Extrait source
•••••

Ce que révèle au fond le scrutin de Moscou est exactement ce que le Maroc pèse réellement sur l’échiquier de la géopolitique mondiale.
Une épreuve révélatrice que les cris d’orfraie entendus sur la traîtrise des Saoudiens et de leurs affidés arabes, sur le lâchage du voisin espagnol ou sur ces 11 pays représentant 20 % des fédérations africaines ayant tourné le dos au Maroc, démontrent à quel point la perception sur nos « inaliénables amitiés » mondiales n’est que le fruit d’une propagande d’Etat.
A l’échelle des intérêts, face aux enjeux financiers qui guident la FIFA et au rouleau compresseur de la première puissance mondiale mené par un Trump particulièrement menaçant, le Maroc ne pouvait qu’être passablement esseulé. Les soutiens qu’il a pu glaner sont à la hauteur de ce qu’il peut leur offrir en retour, ni plus ni moins.
Si les pétromonarchies épaulent le Maroc dans d’autres circonstances, notamment pour renflouer ses caisses, c’est que leur intérêt y trouve son compte, celui d’abord de ne pas laisser un régime comparable sombrer et faire tâche d’huile dans une région minée par l’instabilité révolutionnaire. Si une poignée de pays africains ont concédé leur vote, c’est que loin du football, et souvent en contrepartie d’une voix à l’ONU ou à l’UA sur la question du Sahara Occidental, le Maroc répond par une aide proportionnelle par quelque projet d’aide humanitaire ou de développement, servant souvent davantage à redorer le blason d’un potentat qu’autre chose. Si la France a joué des coudes, c’est que nous représentons encore et toujours sa banlieue affairiste et son pré-carré culturel… Et cela vaut ainsi pour chacun des pays qui a eu à choisir…
Fait paradoxal, si le mode de scrutin de la FIFA avait été instauré il y a trente ans, le Maroc aurait eu davantage de chances de l’emporter et ce fut par ailleurs une erreur monumentale que de vouloir rivaliser avec l’Afrique du Sud en 2010, parce-que nous avions montré à quel point nous n’étions pas solidaires avec un pays, qu’on le veuille ou non, représentant à l’époque un modèle pour tout le continent.

•••••

Données étudiées
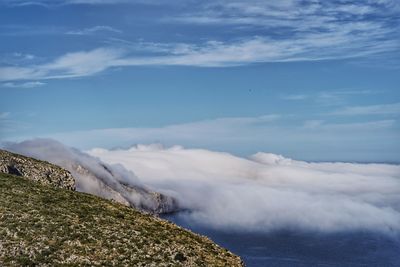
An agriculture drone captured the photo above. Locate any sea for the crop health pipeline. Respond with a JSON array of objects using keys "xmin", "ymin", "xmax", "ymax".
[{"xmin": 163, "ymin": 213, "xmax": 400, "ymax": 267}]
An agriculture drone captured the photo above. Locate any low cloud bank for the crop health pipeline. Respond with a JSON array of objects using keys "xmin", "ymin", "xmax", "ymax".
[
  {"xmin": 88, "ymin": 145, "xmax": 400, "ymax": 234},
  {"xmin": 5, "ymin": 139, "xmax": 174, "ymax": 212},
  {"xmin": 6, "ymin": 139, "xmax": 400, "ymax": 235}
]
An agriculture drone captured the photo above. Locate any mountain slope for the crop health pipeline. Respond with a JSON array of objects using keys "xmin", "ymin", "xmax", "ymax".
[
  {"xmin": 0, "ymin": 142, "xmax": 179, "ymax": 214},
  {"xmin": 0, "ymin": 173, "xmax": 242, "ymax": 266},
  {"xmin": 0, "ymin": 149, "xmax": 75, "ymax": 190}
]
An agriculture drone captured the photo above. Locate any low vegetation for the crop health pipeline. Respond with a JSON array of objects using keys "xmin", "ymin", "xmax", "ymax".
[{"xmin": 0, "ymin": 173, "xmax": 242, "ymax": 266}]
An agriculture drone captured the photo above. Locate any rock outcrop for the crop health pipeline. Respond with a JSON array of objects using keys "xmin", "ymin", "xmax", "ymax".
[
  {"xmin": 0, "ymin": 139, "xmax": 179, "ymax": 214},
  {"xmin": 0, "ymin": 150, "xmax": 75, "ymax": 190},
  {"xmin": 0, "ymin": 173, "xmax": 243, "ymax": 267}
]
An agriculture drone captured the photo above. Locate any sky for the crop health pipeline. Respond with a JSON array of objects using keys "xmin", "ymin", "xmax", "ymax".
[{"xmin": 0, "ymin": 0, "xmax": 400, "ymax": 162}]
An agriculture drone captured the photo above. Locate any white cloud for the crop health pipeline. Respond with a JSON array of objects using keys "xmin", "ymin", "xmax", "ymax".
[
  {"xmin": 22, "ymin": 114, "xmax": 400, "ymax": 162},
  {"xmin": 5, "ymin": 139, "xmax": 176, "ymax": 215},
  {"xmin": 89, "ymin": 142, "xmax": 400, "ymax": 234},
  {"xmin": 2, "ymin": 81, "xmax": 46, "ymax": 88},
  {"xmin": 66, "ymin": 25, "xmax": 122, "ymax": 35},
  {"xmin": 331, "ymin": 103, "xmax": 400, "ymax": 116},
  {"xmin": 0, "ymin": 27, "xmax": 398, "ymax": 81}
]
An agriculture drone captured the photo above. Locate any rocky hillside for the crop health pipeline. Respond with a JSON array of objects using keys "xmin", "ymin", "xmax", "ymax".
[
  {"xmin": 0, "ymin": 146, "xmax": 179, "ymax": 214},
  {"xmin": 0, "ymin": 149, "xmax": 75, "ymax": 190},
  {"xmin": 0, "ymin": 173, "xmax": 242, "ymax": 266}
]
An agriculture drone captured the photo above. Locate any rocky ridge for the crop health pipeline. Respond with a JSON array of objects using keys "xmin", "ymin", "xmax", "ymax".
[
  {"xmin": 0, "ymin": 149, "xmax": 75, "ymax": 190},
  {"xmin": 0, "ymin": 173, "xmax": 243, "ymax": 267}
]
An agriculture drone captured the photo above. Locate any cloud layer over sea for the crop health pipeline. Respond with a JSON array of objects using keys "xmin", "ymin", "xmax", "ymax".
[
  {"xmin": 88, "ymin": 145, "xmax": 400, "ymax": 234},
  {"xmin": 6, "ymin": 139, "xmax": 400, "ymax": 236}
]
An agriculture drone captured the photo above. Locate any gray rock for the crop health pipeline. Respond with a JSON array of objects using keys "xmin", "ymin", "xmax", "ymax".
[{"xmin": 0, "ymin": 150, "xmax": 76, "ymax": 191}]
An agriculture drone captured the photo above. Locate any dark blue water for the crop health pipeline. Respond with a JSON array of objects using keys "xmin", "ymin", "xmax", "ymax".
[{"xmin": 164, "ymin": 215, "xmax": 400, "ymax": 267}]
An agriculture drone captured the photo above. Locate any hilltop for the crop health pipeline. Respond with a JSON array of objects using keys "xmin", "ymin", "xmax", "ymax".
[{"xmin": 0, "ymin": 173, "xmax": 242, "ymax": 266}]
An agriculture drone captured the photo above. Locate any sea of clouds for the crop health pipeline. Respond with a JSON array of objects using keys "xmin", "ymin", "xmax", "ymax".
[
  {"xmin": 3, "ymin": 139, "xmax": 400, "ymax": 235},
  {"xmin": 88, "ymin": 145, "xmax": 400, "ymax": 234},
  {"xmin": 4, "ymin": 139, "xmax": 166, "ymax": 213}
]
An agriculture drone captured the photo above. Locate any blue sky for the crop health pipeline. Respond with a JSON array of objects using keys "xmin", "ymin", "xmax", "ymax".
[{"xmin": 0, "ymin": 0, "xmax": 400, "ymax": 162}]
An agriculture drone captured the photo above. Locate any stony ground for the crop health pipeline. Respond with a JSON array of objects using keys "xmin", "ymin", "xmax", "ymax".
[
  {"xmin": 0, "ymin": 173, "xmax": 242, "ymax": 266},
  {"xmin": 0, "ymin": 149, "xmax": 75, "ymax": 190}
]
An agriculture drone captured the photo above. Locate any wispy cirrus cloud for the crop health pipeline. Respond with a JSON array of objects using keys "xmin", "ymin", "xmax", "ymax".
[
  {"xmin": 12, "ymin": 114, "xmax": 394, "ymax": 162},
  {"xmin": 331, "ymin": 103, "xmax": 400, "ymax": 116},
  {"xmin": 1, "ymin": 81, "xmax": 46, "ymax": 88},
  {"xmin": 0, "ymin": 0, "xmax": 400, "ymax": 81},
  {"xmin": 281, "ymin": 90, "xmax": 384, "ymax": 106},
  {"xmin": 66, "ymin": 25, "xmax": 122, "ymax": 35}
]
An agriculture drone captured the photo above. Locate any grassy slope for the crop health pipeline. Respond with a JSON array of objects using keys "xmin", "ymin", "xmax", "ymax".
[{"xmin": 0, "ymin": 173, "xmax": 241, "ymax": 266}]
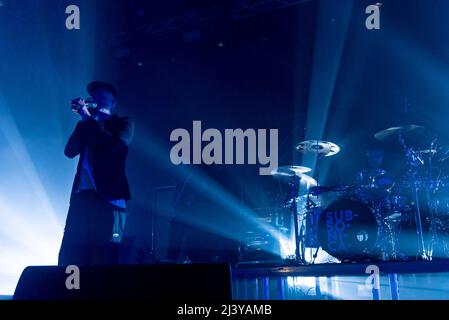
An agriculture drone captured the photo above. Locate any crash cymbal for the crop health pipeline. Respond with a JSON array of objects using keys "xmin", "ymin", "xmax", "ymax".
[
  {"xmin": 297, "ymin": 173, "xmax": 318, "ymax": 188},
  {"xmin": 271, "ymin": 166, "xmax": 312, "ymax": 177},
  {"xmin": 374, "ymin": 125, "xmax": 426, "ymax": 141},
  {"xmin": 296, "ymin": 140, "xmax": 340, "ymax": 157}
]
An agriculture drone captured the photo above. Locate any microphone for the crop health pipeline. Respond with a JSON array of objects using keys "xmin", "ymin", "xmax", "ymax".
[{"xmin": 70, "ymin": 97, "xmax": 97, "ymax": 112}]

•••••

Essayez
Transcrivez sans rien changer le passage de l'extrait sur le scrutin de Moscou qui commence par les mots « Une épreuve révélatrice » et se termine par « d’une propagande d’Etat. ». La liste n'a aucun lien avec l'extrait sur le scrutin de Moscou.

Solution rédigée
Une épreuve révélatrice que les cris d’orfraie entendus sur la traîtrise des Saoudiens et de leurs affidés arabes, sur le lâchage du voisin espagnol ou sur ces 11 pays représentant 20 % des fédérations africaines ayant tourné le dos au Maroc, démontrent à quel point la perception sur nos « inaliénables amitiés » mondiales n’est que le fruit d’une propagande d’Etat.